TEXT PASSAGE →
For a study, researchers sought to explore the interaction and organization of positive symptoms, negative symptoms, and functional domains in people with schizophrenia using network analysis and community identification techniques.
As part of the Consortium on the Genetics of Schizophrenia-2, a cross-sectional study was conducted in 5 geographically dispersed research facilities in the US from July 1, 2010, to January 31, 2014. Between November 2021 and June 2022, data were examined. Schizophrenia or schizoaffective disorder outpatients who were clinically stable were included. Any participants who had a neurologic disease or other Axis I mental disorders was disqualified from the study. Stroke, substance misuse, and brain injuries were further exclusion factors. Over 979 of the 1,415 patients that were contacted were included in the analysis. The Role Functioning Scale, the Scale for the Assessment of Positive Symptoms, and other measurements were utilized. Expected influence, which gauges an item’s relative value to the network by associating it with all others, and community detection and stability, which refer to the existence of statistical clusters and their reproducibility, were the main outcomes.

ABOUT THIS TASK → Reproduce the portion of the schizophrenia study summary between "For a study, researchers" and "community identification techniques.", inclusive. Draw solely on the schizophrenia study summary above.

RECORDS →
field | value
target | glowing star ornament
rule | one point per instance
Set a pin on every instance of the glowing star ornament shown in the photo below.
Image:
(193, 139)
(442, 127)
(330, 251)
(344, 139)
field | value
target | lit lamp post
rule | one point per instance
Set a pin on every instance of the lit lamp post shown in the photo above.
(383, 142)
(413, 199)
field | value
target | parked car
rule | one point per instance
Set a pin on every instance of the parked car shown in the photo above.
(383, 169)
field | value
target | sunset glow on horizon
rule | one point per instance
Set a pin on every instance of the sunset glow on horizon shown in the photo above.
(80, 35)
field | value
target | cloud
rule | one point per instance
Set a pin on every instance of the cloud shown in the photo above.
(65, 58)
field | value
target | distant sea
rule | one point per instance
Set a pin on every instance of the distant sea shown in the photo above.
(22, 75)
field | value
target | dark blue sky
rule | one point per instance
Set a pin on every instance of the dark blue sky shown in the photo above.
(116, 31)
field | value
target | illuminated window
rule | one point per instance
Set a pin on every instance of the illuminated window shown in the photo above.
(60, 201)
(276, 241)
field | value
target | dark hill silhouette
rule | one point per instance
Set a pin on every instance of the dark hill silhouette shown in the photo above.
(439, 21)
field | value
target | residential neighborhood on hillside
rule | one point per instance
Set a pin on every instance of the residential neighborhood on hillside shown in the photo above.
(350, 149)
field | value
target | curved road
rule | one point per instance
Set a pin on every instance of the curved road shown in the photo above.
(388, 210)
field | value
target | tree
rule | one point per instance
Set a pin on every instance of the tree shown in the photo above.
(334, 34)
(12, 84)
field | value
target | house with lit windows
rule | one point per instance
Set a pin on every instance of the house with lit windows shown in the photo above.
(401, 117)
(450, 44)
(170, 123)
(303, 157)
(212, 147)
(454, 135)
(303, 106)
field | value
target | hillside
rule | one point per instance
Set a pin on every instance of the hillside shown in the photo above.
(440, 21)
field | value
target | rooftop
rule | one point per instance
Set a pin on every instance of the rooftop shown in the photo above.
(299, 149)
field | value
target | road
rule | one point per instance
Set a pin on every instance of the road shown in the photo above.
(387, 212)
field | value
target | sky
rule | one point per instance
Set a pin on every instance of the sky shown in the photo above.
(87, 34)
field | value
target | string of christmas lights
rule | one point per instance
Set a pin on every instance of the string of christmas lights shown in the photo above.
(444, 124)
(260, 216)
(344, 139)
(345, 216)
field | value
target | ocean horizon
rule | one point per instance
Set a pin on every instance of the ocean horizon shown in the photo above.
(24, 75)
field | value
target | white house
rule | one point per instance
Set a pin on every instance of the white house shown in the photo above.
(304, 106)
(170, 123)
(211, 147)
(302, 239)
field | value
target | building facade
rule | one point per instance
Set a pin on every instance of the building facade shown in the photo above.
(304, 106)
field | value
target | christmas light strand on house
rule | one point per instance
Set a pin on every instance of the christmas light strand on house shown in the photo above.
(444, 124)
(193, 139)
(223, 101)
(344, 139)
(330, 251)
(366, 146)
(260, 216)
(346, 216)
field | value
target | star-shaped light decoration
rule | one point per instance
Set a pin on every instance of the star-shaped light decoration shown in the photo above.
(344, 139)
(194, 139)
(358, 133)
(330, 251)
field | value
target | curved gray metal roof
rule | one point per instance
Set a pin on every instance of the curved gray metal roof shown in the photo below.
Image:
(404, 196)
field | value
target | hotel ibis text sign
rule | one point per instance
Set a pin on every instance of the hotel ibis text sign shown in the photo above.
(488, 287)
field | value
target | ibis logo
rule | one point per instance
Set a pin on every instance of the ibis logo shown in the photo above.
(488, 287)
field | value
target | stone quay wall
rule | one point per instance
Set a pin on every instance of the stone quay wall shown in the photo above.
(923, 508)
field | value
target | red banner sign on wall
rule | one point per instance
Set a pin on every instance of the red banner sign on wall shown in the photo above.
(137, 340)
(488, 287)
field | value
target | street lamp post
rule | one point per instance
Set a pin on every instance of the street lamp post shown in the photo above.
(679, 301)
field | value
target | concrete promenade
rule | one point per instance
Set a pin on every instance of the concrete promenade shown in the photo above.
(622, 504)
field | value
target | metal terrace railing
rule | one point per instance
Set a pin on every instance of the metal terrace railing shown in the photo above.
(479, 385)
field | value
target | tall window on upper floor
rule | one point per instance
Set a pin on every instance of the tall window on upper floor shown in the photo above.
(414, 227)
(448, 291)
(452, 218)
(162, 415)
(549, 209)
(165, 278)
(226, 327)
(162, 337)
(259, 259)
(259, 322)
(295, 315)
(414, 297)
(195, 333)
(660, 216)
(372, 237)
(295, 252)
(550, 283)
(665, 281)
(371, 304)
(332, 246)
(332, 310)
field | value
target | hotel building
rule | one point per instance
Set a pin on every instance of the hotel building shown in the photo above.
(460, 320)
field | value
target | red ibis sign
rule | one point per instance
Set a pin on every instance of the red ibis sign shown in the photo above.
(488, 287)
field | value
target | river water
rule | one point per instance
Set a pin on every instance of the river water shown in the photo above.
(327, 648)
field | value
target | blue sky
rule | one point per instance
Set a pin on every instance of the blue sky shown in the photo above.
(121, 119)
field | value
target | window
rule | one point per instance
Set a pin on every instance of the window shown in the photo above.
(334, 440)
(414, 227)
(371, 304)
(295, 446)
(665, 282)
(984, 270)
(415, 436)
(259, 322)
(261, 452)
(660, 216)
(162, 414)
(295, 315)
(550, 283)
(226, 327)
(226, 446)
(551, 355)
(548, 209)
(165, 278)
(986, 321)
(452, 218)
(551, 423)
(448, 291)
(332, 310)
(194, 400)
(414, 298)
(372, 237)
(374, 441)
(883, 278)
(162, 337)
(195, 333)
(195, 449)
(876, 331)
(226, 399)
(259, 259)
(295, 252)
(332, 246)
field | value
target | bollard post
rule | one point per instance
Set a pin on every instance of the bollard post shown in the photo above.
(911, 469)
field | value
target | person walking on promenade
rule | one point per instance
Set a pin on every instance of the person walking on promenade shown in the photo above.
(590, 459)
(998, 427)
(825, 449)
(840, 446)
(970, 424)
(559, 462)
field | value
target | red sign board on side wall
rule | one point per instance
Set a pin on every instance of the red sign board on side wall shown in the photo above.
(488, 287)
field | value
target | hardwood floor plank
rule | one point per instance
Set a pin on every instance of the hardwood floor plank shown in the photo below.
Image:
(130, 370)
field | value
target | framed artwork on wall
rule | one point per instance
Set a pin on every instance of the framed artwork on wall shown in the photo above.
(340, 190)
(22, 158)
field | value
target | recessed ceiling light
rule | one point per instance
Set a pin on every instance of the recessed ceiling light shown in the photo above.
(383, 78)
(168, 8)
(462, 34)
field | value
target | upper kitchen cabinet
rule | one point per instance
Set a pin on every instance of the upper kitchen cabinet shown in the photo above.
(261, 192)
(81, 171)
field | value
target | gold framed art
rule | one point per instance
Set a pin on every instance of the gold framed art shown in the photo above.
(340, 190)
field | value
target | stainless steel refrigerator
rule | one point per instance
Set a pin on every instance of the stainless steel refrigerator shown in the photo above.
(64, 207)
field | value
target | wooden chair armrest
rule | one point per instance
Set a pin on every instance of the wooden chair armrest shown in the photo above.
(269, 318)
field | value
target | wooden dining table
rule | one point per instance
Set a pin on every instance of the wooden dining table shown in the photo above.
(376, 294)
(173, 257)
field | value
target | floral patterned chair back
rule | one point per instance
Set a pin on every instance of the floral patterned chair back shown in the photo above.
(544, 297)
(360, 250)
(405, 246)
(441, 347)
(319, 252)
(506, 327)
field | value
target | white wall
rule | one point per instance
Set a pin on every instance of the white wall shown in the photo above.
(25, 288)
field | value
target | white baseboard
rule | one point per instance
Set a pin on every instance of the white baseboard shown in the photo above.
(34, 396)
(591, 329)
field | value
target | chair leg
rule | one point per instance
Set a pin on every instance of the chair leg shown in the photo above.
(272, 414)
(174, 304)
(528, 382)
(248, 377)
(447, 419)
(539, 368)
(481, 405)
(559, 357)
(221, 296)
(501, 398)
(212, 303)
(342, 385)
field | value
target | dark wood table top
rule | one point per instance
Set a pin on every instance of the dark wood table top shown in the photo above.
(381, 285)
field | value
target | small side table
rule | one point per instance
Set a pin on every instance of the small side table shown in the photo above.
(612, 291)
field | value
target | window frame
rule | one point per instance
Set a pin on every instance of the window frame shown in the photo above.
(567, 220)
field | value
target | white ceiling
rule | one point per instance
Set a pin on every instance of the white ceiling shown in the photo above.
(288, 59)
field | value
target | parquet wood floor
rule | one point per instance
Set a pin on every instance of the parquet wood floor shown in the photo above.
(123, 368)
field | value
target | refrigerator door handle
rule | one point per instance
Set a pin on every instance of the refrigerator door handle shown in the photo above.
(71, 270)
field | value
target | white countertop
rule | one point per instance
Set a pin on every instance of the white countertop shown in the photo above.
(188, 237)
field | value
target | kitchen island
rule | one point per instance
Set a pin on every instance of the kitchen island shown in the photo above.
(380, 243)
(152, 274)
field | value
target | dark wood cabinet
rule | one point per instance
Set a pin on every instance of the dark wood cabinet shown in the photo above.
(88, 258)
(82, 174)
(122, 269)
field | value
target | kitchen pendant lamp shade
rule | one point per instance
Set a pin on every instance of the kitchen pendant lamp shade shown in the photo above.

RESULT OF THE TASK →
For a study, researchers sought to explore the interaction and organization of positive symptoms, negative symptoms, and functional domains in people with schizophrenia using network analysis and community identification techniques.